» **Work order**: Copy each line from the data that has the word "vertical" in it.

» **Provided material**:

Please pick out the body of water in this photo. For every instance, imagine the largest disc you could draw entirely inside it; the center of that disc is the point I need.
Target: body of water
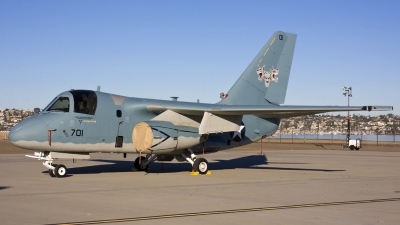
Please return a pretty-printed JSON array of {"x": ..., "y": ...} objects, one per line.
[{"x": 392, "y": 138}]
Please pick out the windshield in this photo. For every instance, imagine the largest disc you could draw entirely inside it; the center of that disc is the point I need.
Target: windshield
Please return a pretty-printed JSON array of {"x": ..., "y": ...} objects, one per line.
[
  {"x": 85, "y": 102},
  {"x": 61, "y": 104}
]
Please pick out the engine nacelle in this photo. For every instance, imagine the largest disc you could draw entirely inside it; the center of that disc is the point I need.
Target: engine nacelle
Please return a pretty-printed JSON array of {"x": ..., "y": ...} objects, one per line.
[{"x": 162, "y": 136}]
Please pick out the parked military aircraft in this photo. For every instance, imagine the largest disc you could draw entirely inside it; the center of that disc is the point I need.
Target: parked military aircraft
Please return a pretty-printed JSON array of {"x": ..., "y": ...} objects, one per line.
[{"x": 79, "y": 122}]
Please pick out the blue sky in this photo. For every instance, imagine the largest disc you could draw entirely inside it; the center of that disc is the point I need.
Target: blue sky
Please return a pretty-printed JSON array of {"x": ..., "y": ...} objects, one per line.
[{"x": 196, "y": 49}]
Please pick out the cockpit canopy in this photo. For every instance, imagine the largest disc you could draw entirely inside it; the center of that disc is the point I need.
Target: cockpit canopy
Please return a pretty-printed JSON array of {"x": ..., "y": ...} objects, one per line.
[{"x": 84, "y": 102}]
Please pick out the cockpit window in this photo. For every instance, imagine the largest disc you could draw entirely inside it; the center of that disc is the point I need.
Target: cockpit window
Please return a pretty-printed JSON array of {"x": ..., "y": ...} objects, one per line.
[
  {"x": 61, "y": 104},
  {"x": 85, "y": 102}
]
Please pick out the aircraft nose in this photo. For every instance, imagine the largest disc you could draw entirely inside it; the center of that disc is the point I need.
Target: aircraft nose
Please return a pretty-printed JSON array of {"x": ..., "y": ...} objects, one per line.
[{"x": 31, "y": 129}]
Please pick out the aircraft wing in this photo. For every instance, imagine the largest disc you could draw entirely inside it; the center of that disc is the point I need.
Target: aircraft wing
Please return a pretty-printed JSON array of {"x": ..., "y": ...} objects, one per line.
[
  {"x": 264, "y": 111},
  {"x": 214, "y": 118}
]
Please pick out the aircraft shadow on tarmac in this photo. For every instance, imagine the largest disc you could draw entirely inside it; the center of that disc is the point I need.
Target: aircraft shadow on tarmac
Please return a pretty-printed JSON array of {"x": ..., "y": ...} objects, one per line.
[{"x": 247, "y": 162}]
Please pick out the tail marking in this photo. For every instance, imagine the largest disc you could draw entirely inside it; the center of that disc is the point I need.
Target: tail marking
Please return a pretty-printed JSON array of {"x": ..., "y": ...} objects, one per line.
[{"x": 267, "y": 75}]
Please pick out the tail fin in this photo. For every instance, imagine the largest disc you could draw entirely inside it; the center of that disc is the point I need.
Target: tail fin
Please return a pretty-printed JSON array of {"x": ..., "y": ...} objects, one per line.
[{"x": 266, "y": 78}]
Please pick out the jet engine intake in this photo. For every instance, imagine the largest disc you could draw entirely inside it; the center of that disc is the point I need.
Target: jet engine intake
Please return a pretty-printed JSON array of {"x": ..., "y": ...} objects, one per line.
[{"x": 164, "y": 137}]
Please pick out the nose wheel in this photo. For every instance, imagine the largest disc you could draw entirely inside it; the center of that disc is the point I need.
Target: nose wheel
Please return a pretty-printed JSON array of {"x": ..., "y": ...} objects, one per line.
[
  {"x": 200, "y": 165},
  {"x": 140, "y": 164},
  {"x": 60, "y": 170}
]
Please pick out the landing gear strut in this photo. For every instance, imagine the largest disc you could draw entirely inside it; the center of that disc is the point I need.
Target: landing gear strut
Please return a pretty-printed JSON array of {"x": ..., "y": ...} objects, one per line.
[
  {"x": 200, "y": 165},
  {"x": 55, "y": 170},
  {"x": 142, "y": 163}
]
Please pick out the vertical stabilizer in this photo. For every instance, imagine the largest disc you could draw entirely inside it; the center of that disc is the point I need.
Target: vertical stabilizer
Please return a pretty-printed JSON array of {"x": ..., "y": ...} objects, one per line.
[{"x": 266, "y": 79}]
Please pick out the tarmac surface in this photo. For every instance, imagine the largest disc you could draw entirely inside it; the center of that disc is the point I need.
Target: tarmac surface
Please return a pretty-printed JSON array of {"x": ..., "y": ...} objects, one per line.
[{"x": 282, "y": 187}]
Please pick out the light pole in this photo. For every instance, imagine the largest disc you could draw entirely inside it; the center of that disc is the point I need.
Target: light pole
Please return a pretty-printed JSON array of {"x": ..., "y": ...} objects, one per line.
[{"x": 348, "y": 92}]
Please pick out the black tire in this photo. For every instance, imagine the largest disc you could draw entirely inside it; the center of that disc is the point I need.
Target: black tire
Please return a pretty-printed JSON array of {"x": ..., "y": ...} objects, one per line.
[
  {"x": 138, "y": 167},
  {"x": 200, "y": 166},
  {"x": 51, "y": 173},
  {"x": 60, "y": 170}
]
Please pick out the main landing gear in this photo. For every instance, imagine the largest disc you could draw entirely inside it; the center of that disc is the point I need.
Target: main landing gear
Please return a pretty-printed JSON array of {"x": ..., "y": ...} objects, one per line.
[
  {"x": 55, "y": 170},
  {"x": 199, "y": 165}
]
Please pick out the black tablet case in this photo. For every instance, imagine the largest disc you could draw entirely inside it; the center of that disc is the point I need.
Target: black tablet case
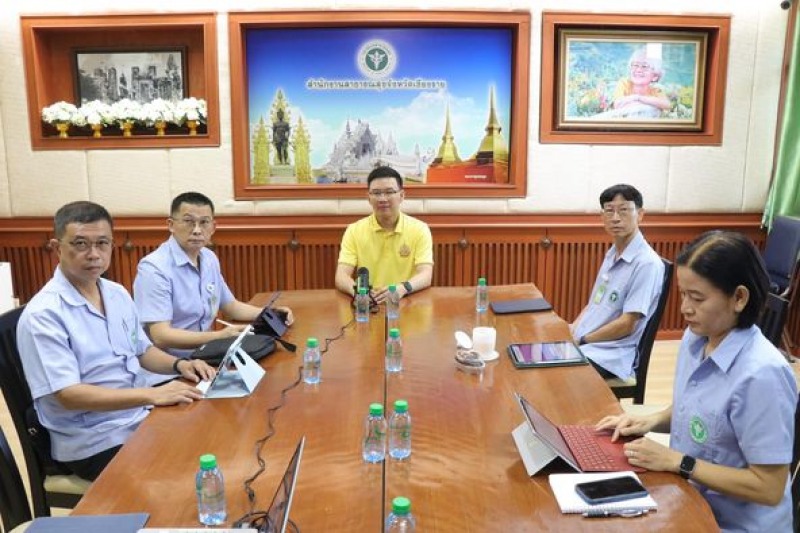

» **Task solution**:
Please pick out the vertical stabilizer in this photo. For every instance, imagine the largest disc you could draw entirely inside it; the center of that disc is the point I need.
Target: vertical stabilizer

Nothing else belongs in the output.